__WRITTEN EXERCISE A__
Reproduce the entire Fold3 Black History Collection announcement word for word.

__PAGE TEXT__
────

NOTE from DearMYRTLE: The following was just received from our friends at Fold3.com (formerly Footnote.com). This open access is welcome news. Please address all inquiries to support@ancestry.comsupport@ancestry.com, the parent company.
Fold3 is proud to announce Free access to our Black History Collection
in honor of Black History Month. This collection includes many
enlightening historical records documenting African American
achievements since the earliest days of our nation, and will be
available the entire month of February.
As soon as black soldiers were recruited to serve the Union in 1863, records were generated to document their service including Compiled Service Records for the U.S. Colored Troops and, ultimately, pension files. The pension file index cards, like this one for Joel Bedenbaugh,
include a soldier's rank, company, and regiment within the U.S.C.
Infantry, his pension numbers, and sometimes a death date, 24 August
1913, in this case. Private Bedenbaugh's 16-page service record also
includes his enlistment record from when he joined up in Dayton, Ohio, in 1864.

────

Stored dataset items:
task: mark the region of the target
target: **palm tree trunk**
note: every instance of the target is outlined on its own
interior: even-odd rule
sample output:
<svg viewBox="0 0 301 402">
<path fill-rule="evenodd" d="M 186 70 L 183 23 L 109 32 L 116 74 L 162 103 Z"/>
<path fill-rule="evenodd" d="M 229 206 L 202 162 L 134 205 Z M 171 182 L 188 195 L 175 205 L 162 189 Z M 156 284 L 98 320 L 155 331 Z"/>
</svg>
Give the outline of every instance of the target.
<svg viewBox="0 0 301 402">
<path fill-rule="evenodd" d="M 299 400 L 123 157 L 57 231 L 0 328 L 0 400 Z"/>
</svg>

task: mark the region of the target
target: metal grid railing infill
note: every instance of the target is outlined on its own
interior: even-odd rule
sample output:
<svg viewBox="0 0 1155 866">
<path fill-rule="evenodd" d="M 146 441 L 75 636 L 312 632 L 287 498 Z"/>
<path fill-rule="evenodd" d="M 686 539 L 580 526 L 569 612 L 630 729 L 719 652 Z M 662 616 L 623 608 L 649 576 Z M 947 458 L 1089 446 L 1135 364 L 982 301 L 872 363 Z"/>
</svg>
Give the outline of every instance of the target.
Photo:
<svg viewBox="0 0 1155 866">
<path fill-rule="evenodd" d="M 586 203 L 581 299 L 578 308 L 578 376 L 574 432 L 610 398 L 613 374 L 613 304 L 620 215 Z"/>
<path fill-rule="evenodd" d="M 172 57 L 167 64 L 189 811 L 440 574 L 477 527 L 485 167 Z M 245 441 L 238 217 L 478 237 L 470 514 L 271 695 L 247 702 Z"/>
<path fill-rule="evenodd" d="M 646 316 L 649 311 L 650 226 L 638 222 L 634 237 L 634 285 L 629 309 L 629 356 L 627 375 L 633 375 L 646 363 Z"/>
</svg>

────

__WRITTEN EXERCISE B__
Collect every line of the records that contains the string "rule".

__FULL SOLUTION A__
NOTE from DearMYRTLE: The following was just received from our friends at Fold3.com (formerly Footnote.com). This open access is welcome news. Please address all inquiries to support@ancestry.comsupport@ancestry.com, the parent company.
Fold3 is proud to announce Free access to our Black History Collection
in honor of Black History Month. This collection includes many
enlightening historical records documenting African American
achievements since the earliest days of our nation, and will be
available the entire month of February.
As soon as black soldiers were recruited to serve the Union in 1863, records were generated to document their service including Compiled Service Records for the U.S. Colored Troops and, ultimately, pension files. The pension file index cards, like this one for Joel Bedenbaugh,
include a soldier's rank, company, and regiment within the U.S.C.
Infantry, his pension numbers, and sometimes a death date, 24 August
1913, in this case. Private Bedenbaugh's 16-page service record also
includes his enlistment record from when he joined up in Dayton, Ohio, in 1864.

__FULL SOLUTION B__
interior: even-odd rule
<path fill-rule="evenodd" d="M 186 70 L 183 23 L 109 32 L 116 74 L 162 103 Z"/>
<path fill-rule="evenodd" d="M 229 206 L 202 162 L 134 205 Z M 171 182 L 188 195 L 175 205 L 162 189 Z M 156 284 L 98 320 L 155 331 Z"/>
<path fill-rule="evenodd" d="M 299 400 L 123 157 L 57 231 L 0 328 L 0 400 Z"/>
interior: even-odd rule
<path fill-rule="evenodd" d="M 146 441 L 75 636 L 312 632 L 287 498 Z"/>
<path fill-rule="evenodd" d="M 686 539 L 580 526 L 569 612 L 630 729 L 719 652 Z M 662 616 L 623 608 L 649 576 Z M 947 458 L 1089 446 L 1135 364 L 982 301 L 872 363 Z"/>
<path fill-rule="evenodd" d="M 586 203 L 581 299 L 578 308 L 578 376 L 574 432 L 610 398 L 613 374 L 613 304 L 620 215 Z"/>
<path fill-rule="evenodd" d="M 172 57 L 167 64 L 189 811 L 440 574 L 477 527 L 485 167 Z M 245 441 L 238 217 L 478 237 L 470 514 L 271 695 L 247 702 Z"/>
<path fill-rule="evenodd" d="M 646 316 L 649 311 L 650 226 L 638 222 L 634 237 L 634 285 L 629 309 L 629 356 L 627 375 L 633 375 L 646 363 Z"/>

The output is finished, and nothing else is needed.